● Given request: Count the lines of the data that contain the word "zucchini" and give only that number.

● Information supplied:
☆ ☆ ☆ ☆

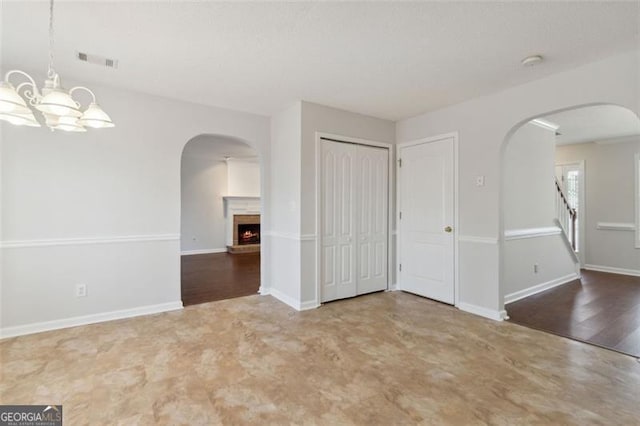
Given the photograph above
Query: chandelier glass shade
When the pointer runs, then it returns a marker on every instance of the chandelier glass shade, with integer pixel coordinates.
(57, 106)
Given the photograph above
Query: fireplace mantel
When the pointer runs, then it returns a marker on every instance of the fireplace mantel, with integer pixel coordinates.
(237, 205)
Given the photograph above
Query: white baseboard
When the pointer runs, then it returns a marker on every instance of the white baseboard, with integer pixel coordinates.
(521, 294)
(203, 251)
(483, 312)
(39, 327)
(612, 270)
(311, 304)
(295, 304)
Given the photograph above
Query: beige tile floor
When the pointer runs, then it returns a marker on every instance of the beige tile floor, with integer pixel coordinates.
(386, 358)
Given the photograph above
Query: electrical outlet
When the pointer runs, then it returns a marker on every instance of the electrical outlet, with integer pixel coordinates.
(81, 290)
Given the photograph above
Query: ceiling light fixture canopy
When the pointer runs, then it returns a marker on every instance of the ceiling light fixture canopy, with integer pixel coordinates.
(59, 109)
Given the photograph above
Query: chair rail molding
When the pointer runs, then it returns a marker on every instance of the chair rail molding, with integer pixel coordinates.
(76, 241)
(613, 226)
(517, 234)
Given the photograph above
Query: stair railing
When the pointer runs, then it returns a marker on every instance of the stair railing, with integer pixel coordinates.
(567, 216)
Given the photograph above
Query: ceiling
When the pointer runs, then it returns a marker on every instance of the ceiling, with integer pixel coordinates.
(386, 59)
(217, 148)
(594, 123)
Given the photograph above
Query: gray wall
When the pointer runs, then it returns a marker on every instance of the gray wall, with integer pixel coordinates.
(609, 187)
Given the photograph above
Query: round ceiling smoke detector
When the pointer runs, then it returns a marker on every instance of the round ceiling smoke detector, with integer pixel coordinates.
(532, 60)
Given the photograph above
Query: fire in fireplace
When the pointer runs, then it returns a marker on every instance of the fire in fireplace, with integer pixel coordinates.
(248, 234)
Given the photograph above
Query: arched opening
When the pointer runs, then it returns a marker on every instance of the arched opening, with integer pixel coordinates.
(570, 252)
(219, 219)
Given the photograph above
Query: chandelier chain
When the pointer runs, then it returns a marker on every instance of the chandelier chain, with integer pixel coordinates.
(51, 72)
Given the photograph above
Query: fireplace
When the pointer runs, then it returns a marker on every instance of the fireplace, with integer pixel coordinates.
(246, 233)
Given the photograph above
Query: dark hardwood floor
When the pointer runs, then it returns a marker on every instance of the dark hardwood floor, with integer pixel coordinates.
(602, 309)
(209, 277)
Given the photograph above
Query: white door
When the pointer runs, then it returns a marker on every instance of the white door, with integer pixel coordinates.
(372, 210)
(354, 196)
(338, 255)
(426, 205)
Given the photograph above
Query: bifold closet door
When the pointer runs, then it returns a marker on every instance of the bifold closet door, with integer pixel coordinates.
(338, 217)
(372, 208)
(354, 186)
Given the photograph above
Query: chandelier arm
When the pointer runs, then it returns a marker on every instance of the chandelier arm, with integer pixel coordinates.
(86, 89)
(32, 95)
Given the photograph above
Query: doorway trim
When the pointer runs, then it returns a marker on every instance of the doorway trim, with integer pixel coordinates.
(318, 177)
(583, 210)
(456, 204)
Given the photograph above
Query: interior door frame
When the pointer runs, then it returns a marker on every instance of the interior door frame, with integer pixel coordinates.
(582, 213)
(456, 221)
(318, 176)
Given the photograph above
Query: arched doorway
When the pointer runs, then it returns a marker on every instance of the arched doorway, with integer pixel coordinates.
(570, 258)
(220, 219)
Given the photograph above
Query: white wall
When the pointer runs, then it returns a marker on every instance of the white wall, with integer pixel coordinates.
(243, 177)
(117, 191)
(529, 191)
(610, 189)
(529, 205)
(483, 125)
(319, 118)
(203, 184)
(284, 186)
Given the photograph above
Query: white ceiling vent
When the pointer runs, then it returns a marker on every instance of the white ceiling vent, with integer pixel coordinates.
(97, 60)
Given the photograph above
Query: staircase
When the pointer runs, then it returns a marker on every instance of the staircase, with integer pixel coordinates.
(566, 218)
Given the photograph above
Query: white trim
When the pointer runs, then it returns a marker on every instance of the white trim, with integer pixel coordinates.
(311, 304)
(88, 240)
(349, 139)
(203, 251)
(474, 239)
(291, 302)
(318, 180)
(611, 226)
(637, 163)
(521, 294)
(240, 198)
(483, 312)
(39, 327)
(456, 204)
(547, 125)
(518, 234)
(613, 270)
(617, 139)
(290, 235)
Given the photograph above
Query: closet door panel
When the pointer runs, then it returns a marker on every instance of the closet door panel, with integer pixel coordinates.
(372, 213)
(338, 217)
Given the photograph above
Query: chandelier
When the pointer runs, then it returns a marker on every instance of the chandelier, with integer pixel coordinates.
(59, 109)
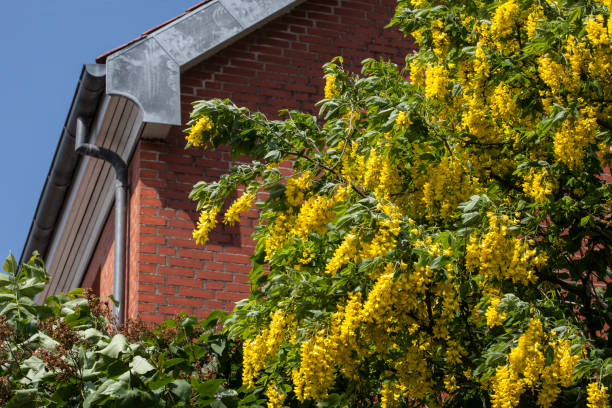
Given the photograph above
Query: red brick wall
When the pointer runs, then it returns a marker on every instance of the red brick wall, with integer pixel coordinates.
(276, 67)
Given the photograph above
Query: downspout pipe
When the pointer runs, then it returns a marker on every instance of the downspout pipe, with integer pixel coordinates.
(121, 191)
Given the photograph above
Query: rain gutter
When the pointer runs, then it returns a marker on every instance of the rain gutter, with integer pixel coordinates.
(89, 93)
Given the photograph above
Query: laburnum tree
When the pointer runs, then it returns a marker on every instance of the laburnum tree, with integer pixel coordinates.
(440, 234)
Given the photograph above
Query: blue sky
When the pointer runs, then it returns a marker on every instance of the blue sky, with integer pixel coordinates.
(43, 45)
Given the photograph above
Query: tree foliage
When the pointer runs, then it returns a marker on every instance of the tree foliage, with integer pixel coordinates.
(441, 239)
(69, 353)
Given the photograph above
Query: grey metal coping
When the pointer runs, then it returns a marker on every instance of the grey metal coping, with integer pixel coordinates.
(146, 71)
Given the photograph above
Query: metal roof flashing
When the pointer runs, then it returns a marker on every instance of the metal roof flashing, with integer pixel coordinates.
(147, 73)
(148, 70)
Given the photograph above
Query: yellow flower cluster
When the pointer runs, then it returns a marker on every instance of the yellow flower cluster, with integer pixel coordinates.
(504, 20)
(278, 234)
(537, 184)
(597, 396)
(316, 212)
(352, 162)
(327, 350)
(574, 136)
(475, 117)
(575, 56)
(503, 107)
(294, 190)
(388, 396)
(417, 74)
(232, 215)
(445, 185)
(206, 223)
(195, 136)
(436, 81)
(346, 252)
(385, 238)
(494, 318)
(536, 14)
(403, 122)
(481, 63)
(331, 89)
(440, 39)
(275, 398)
(498, 255)
(381, 176)
(596, 31)
(527, 369)
(551, 72)
(264, 346)
(502, 26)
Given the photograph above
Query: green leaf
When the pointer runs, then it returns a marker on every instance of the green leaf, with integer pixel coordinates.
(10, 265)
(181, 389)
(141, 366)
(117, 346)
(22, 399)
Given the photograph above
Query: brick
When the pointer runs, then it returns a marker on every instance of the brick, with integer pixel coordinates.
(197, 254)
(274, 67)
(147, 297)
(183, 301)
(214, 285)
(238, 287)
(239, 259)
(174, 310)
(184, 282)
(172, 271)
(151, 317)
(231, 296)
(200, 293)
(149, 278)
(154, 259)
(219, 276)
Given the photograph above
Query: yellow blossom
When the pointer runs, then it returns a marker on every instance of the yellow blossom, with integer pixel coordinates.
(494, 318)
(206, 223)
(331, 89)
(195, 136)
(275, 398)
(436, 81)
(403, 122)
(597, 396)
(232, 215)
(575, 135)
(263, 347)
(537, 184)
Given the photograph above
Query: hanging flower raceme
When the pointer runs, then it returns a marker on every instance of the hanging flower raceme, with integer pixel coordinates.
(195, 136)
(232, 215)
(206, 223)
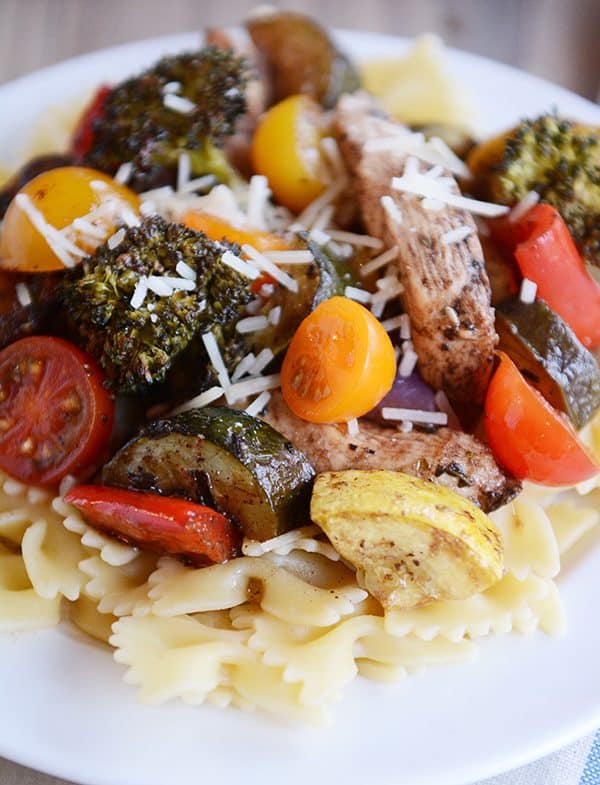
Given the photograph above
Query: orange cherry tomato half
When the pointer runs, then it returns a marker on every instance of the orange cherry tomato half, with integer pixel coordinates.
(528, 436)
(339, 365)
(159, 523)
(55, 414)
(217, 229)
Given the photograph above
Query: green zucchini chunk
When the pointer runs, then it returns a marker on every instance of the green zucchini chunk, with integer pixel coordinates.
(551, 357)
(225, 458)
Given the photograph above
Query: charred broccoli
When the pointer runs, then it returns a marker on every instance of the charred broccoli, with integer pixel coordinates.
(136, 342)
(558, 159)
(188, 102)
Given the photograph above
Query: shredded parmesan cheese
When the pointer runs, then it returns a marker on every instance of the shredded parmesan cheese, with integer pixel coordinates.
(379, 261)
(420, 185)
(252, 386)
(456, 235)
(252, 324)
(178, 103)
(23, 294)
(240, 266)
(259, 403)
(360, 295)
(414, 415)
(524, 206)
(528, 291)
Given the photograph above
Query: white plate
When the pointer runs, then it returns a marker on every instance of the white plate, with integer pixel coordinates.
(64, 709)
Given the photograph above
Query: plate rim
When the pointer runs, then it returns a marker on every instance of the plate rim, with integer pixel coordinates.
(25, 82)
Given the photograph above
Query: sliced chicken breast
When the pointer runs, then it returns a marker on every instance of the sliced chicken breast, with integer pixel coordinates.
(446, 288)
(451, 458)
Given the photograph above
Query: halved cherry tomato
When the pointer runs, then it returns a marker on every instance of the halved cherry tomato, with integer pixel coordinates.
(217, 229)
(286, 149)
(55, 414)
(159, 523)
(61, 195)
(528, 436)
(546, 254)
(339, 365)
(83, 136)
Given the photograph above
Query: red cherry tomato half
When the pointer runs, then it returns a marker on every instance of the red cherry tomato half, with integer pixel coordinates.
(545, 252)
(159, 523)
(55, 414)
(83, 136)
(528, 436)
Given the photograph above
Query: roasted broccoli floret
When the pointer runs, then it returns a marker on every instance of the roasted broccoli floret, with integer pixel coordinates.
(561, 161)
(135, 333)
(188, 102)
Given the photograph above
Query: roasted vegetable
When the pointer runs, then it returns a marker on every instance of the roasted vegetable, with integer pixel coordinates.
(554, 157)
(302, 57)
(156, 523)
(224, 458)
(411, 541)
(530, 438)
(136, 346)
(548, 354)
(35, 312)
(37, 165)
(138, 122)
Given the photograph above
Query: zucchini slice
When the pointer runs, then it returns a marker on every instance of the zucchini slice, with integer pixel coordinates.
(225, 458)
(550, 356)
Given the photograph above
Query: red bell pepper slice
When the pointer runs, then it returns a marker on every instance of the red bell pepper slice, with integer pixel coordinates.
(159, 523)
(530, 438)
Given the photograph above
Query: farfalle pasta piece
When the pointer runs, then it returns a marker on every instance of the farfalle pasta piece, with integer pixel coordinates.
(499, 609)
(322, 661)
(120, 590)
(177, 657)
(571, 522)
(51, 555)
(529, 542)
(111, 550)
(84, 614)
(177, 589)
(20, 506)
(263, 687)
(21, 608)
(411, 653)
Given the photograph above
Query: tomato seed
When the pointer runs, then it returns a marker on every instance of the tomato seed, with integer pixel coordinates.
(28, 446)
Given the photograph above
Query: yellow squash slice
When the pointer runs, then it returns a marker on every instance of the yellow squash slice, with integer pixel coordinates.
(411, 541)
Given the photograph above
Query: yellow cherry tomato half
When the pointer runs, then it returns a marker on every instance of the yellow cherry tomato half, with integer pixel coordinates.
(57, 198)
(286, 150)
(339, 365)
(217, 229)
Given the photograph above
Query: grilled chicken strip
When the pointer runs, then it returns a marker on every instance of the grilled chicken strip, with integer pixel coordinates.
(446, 288)
(451, 458)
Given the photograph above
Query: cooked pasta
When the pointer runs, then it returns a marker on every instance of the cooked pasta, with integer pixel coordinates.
(284, 628)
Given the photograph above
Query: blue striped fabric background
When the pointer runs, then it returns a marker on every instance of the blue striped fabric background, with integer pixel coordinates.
(591, 773)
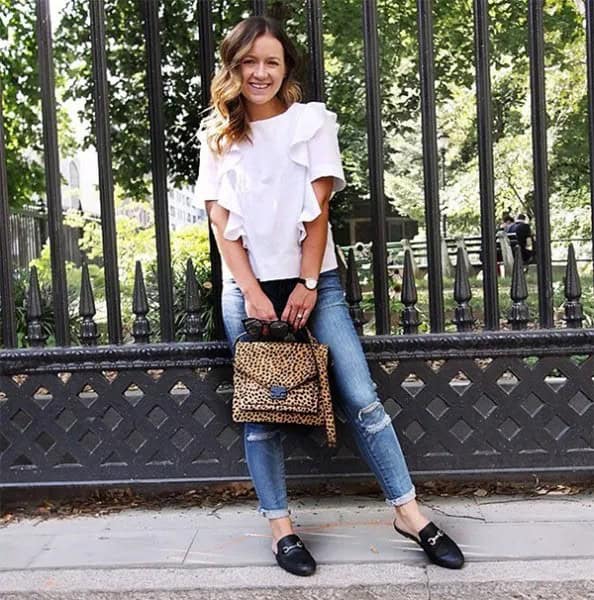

☆ ☆ ☆ ☆

● Response to the exercise: 4